» **Aim of the task**: Print the banana curry reviews below in full, word for word.

» **Passage**:
Most Helpful Positive Review
Dec 26, 2009

try adding garam masala and cayenne pepper, mmmmm. Super yummy! i used raisins instead of coconut and used a whole banana, i served it on top of oatmeal for a slap in the face breakfast. And i made it for one, but was able to get 2 servings out of it, woot, woot!

 
Most Helpful Critical Review
Aug 25, 2009

A pretty decent starting point. I had to halve the recipe because it makes a whole lot (it still made a lot, even halved) and used canned tomatoes instead of diced fresh. The end result was hot but not as flavorful as I'd like. I tried to tweak the spices to suit my taste a little more, but something seems missing... the idea of a banana curry recipe is good, but I'm not quite sure this is the one.

 

8 Ratings

Jun 04, 2009

dis is the shizzle biscuit .

 
Oct 28, 2009

Very good! I replaced the yogurt with coconut milk, used tomato sauce instead of chopped tomatoes, added broccoli and shrimp, and halved most of the spices (1/2 cup of curry powder plus 4 teaspoon of turmeric would have been way too much.) It ended up being a great, creamy sauce that went wonderfully on red rice. I also took the advice of another review and halved the whole recipe (2 servings instead of 4,) which was spot on.

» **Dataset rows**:
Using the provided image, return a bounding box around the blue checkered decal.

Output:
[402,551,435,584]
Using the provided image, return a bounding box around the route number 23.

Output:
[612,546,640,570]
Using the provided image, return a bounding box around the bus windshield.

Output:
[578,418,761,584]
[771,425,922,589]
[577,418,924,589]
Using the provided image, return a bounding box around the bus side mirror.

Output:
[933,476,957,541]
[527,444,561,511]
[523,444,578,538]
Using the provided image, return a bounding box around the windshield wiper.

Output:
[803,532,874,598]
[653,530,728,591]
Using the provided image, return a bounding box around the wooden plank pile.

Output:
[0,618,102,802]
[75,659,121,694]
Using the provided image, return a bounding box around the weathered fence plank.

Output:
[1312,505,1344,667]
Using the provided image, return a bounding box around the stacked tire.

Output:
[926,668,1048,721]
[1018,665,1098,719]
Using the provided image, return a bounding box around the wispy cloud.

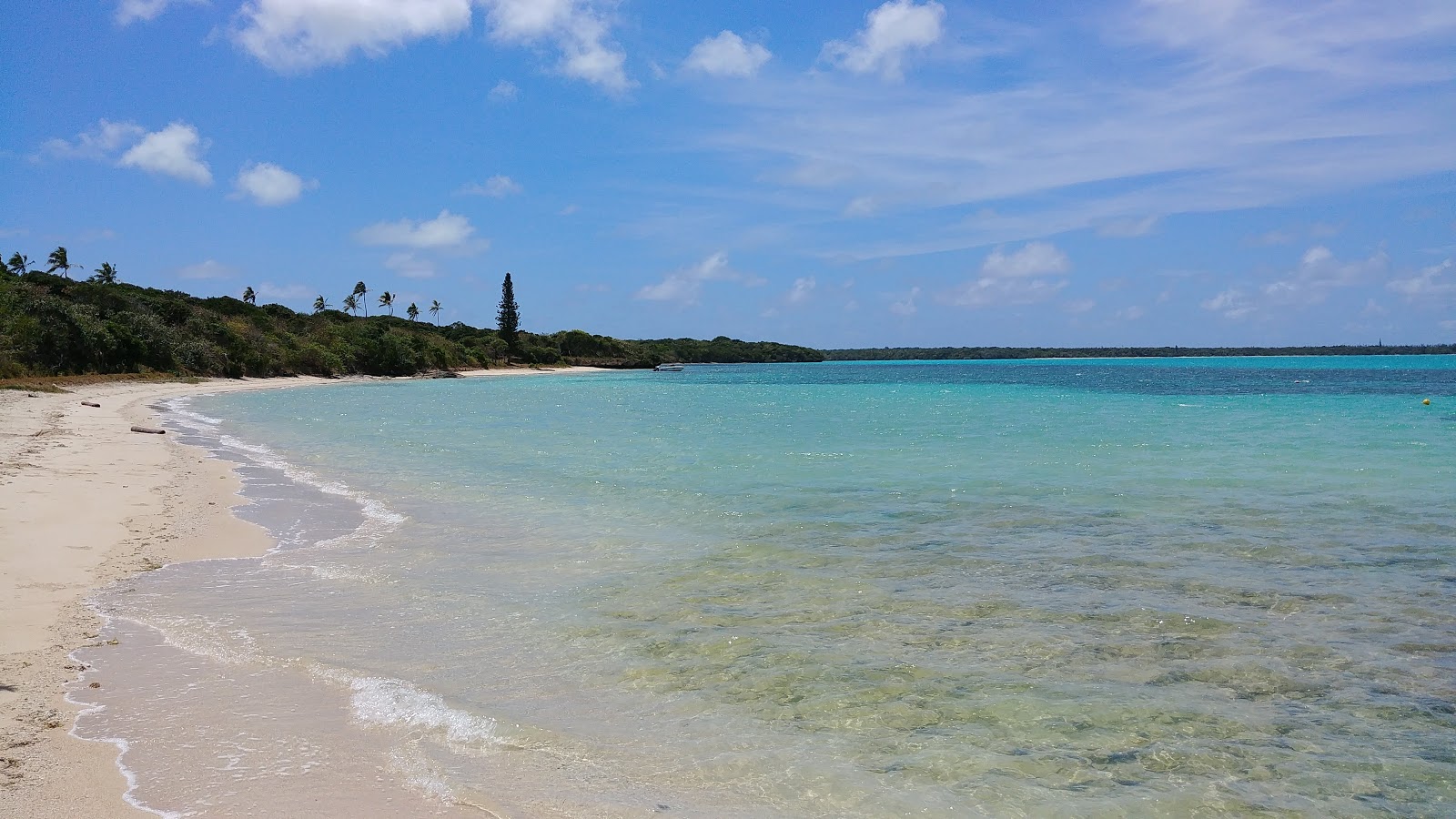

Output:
[704,0,1456,259]
[460,175,526,199]
[354,210,483,249]
[633,250,766,306]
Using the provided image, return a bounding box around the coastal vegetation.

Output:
[0,248,823,379]
[824,344,1456,361]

» **Output for this exercise**:
Most Helpful Positive Review
Dec 26, 2009

try adding garam masala and cayenne pepper, mmmmm. Super yummy! i used raisins instead of coconut and used a whole banana, i served it on top of oatmeal for a slap in the face breakfast. And i made it for one, but was able to get 2 servings out of it, woot, woot!

 
Most Helpful Critical Review
Aug 25, 2009

A pretty decent starting point. I had to halve the recipe because it makes a whole lot (it still made a lot, even halved) and used canned tomatoes instead of diced fresh. The end result was hot but not as flavorful as I'd like. I tried to tweak the spices to suit my taste a little more, but something seems missing... the idea of a banana curry recipe is good, but I'm not quite sure this is the one.

 

8 Ratings

Jun 04, 2009

dis is the shizzle biscuit .

 
Oct 28, 2009

Very good! I replaced the yogurt with coconut milk, used tomato sauce instead of chopped tomatoes, added broccoli and shrimp, and halved most of the spices (1/2 cup of curry powder plus 4 teaspoon of turmeric would have been way too much.) It ended up being a great, creamy sauce that went wonderfully on red rice. I also took the advice of another review and halved the whole recipe (2 servings instead of 4,) which was spot on.